:: Exercise material

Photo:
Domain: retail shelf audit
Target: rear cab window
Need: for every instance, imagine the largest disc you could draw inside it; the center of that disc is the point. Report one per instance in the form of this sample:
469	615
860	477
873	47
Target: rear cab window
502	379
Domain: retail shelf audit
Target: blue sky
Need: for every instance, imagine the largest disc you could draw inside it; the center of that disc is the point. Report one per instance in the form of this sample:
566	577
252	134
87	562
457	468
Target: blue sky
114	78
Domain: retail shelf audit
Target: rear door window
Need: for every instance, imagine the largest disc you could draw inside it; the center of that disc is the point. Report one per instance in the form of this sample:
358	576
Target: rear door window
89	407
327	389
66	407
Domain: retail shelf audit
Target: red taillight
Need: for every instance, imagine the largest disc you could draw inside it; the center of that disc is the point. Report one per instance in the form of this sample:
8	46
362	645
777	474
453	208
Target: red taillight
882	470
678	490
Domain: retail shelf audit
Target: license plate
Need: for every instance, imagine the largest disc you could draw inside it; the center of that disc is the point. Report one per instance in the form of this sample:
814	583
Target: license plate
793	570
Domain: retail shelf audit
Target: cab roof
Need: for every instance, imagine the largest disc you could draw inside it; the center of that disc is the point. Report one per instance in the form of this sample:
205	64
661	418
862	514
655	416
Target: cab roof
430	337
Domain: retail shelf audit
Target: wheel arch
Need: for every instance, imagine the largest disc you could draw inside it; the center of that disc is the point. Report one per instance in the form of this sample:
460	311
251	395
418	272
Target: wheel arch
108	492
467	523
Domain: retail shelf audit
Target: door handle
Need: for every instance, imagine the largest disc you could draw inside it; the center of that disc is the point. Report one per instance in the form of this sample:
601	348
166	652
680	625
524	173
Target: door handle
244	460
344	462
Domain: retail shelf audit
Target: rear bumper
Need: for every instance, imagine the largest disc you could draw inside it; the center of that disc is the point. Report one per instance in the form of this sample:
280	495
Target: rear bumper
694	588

::::

→ **Assignment**
A word-for-word transcription of all the data is needed.

→ **The completed task**
Photo:
Domain: retail shelf audit
Target: rear cab window
Need: for every instance, imagine the largest disc you could draw inside it; the center of that disc is the point. Report one per instance in the form of this sample:
469	615
860	477
873	47
Target: rear cab window
502	379
Domain: retail shelf audit
Target: blue sky
Need: for every instance, imagine the largest disc you could draw inside it; the center of that disc is the point. Report one per instance in the form of this sample:
566	577
252	134
87	562
457	468
Target: blue sky
114	78
Domain: retail shelf audit
Target: rear door window
Need: for every instance, imagine the largest disc you could draw inside it; the center of that disc is the point. Report one per instance in the form of this sample:
358	576
Target: rear door window
89	407
327	389
66	407
Domain: retail shelf audit
Target: red taillight
Need: for every instance, imagine the largest disc you could draw inside it; the center of that disc is the point. Report one per instance in the form of this sample:
8	46
362	645
777	474
453	208
Target: red taillight
882	470
678	490
Domain: retail shelf audit
Target: license plate
Need: for every instance, imagine the largest disc you could draw inside it; the center of that disc is the point. Report one per instance in the form of this sample:
814	583
Target: license plate
793	570
Domain: retail shelf audit
Target: cab roof
Need: for every instance, imagine the largest disc you could draw inside it; the center of that disc is the point. Report one per instance in the form of this sample:
205	64
661	418
862	514
655	416
Target: cab roof
430	337
Domain: retail shelf audit
Target: wheel arch
Need: for every instance, imagine the largest disc you could draw inside it; the center of that disc is the point. Report one per instance in the form of this sample:
460	311
251	395
418	272
Target: wheel arch
108	492
467	523
Domain: retail shelf audit
Target: door handle
Need: for every instance, imagine the largest disc you could draw inside it; the center of that disc is the point. Report one per instance in the form of this sample:
601	348
166	652
680	625
524	173
Target: door handle
244	460
344	462
Domain: retail shelf audit
Target: rear bumper
Need: for every instance, imagine the largest disc you could draw inside it; the center of that disc is the point. Report one per instance in the form of this sample:
280	495
Target: rear bumper
694	588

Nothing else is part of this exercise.